** Start **
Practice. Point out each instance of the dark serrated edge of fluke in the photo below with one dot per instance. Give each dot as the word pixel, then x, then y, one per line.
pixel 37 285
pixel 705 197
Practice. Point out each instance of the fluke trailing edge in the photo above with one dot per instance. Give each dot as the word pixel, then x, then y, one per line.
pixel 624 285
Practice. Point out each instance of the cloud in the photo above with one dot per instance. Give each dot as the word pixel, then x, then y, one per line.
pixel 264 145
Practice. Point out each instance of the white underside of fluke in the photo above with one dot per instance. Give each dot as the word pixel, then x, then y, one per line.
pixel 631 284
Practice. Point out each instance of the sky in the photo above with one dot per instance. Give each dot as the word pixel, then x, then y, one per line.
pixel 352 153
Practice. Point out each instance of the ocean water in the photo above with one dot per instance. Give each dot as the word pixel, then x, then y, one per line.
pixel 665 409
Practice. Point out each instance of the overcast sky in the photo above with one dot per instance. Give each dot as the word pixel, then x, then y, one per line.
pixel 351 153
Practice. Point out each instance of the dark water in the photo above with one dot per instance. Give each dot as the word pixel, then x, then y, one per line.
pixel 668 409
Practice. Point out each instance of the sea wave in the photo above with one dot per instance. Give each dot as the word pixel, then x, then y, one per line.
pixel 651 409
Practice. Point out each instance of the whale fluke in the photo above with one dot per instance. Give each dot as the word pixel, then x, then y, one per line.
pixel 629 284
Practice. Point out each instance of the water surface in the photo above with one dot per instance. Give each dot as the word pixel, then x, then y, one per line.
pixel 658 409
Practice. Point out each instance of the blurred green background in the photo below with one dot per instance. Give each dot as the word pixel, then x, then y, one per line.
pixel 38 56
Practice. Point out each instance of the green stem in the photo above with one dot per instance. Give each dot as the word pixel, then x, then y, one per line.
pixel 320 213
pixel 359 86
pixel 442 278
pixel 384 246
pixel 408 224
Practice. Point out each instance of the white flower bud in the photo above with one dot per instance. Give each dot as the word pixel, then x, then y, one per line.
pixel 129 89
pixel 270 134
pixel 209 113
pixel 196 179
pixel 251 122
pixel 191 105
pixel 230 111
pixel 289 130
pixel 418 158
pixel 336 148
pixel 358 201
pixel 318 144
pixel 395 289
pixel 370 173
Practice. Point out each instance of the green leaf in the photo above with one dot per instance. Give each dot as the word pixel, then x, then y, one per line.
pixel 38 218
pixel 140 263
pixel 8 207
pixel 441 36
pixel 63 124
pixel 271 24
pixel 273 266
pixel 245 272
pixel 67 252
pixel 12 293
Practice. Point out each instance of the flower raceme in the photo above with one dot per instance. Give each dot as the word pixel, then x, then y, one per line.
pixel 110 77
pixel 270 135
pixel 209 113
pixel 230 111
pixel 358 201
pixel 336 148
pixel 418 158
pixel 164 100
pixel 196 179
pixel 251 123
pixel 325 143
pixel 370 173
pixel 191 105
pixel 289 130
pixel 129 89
** End **
Exercise directions ▸
Reproduce all of the material above line for line, without changing anything.

Answer to this problem ▸
Practice. Point out each instance of the dark serrated edge of fluke in the photo below with one dot per instance. Give each dot as the word pixel, then x, then y, one per line.
pixel 37 285
pixel 705 197
Practice. Point out each instance of the fluke trailing edge in the photo above with one dot per instance. Give each dot as the word pixel, then x, then y, one per line.
pixel 624 285
Practice. Point out each instance of the cloud in the photo above with one dot per instance. Give each dot as the word pixel, then x, then y, one per line.
pixel 264 145
Practice. Point out each instance of the white underside of fluke in the photo above with one dot per instance. Give each dot as the word pixel, then x, then y, one per line.
pixel 631 284
Practice. Point out each instance of the sky in the photo above with one dot per instance. Give each dot as the word pixel, then x, then y, one per line.
pixel 352 153
Practice. Point out each instance of the ocean water in the photo above with one dot per instance. Give each dot as the word pixel, then x, then y, one per line.
pixel 665 409
Practice. Point out each instance of the overcast sky in the photo above with one dot per instance. Give each dot as the word pixel, then x, then y, one per line.
pixel 351 153
Practice. Point out each instance of the dark water in the photo above with one dot per instance. Give each dot as the word pixel, then x, then y, one per line.
pixel 668 409
Practice. Point out each instance of the sea wave in the photo above with one dot per instance. Give each dot as the word pixel, then x, then y, one per line.
pixel 651 409
Practice. Point out each instance of the whale fluke in the photo above with one dot per instance. Give each dot as the word pixel, then x, then y, one per line.
pixel 629 284
Practice. Point out each instance of the water surface in the photo above with one dot per instance. Give each dot as the word pixel, then x, then y, one per line.
pixel 658 409
Practice. Point out each instance of the blurred green background in the photo below with one dot per instance. Give each dot as the word pixel, then x, then y, one per line.
pixel 38 56
Practice. Point out each instance of the green stem in the photo above with one dot per instance. Give each dot as the word pixel, then x, then y, one per line.
pixel 320 213
pixel 359 86
pixel 442 278
pixel 384 246
pixel 408 224
Practice. Point out each instance of the white flower bud in the photo above with one dot per instance. Give each dot as the word pixel, then x, then y, one per line.
pixel 129 89
pixel 270 134
pixel 209 113
pixel 196 179
pixel 251 122
pixel 191 105
pixel 230 111
pixel 289 130
pixel 418 158
pixel 336 148
pixel 358 201
pixel 318 144
pixel 395 289
pixel 370 173
Practice. Point out each instance of the green leaf in the photo above with one dot per instance. Give each dot as the word pixel, then x, then y, one per line.
pixel 38 218
pixel 140 263
pixel 8 207
pixel 441 36
pixel 63 124
pixel 271 24
pixel 273 266
pixel 245 272
pixel 67 252
pixel 12 293
Practice. Point out each instance of the flower raceme in the photo above with one dot per instance. Give each dot as the word pixel, then x, then y, one per line.
pixel 110 77
pixel 270 135
pixel 209 113
pixel 230 111
pixel 358 201
pixel 336 148
pixel 418 158
pixel 164 100
pixel 196 179
pixel 251 123
pixel 325 143
pixel 370 173
pixel 191 105
pixel 289 130
pixel 129 89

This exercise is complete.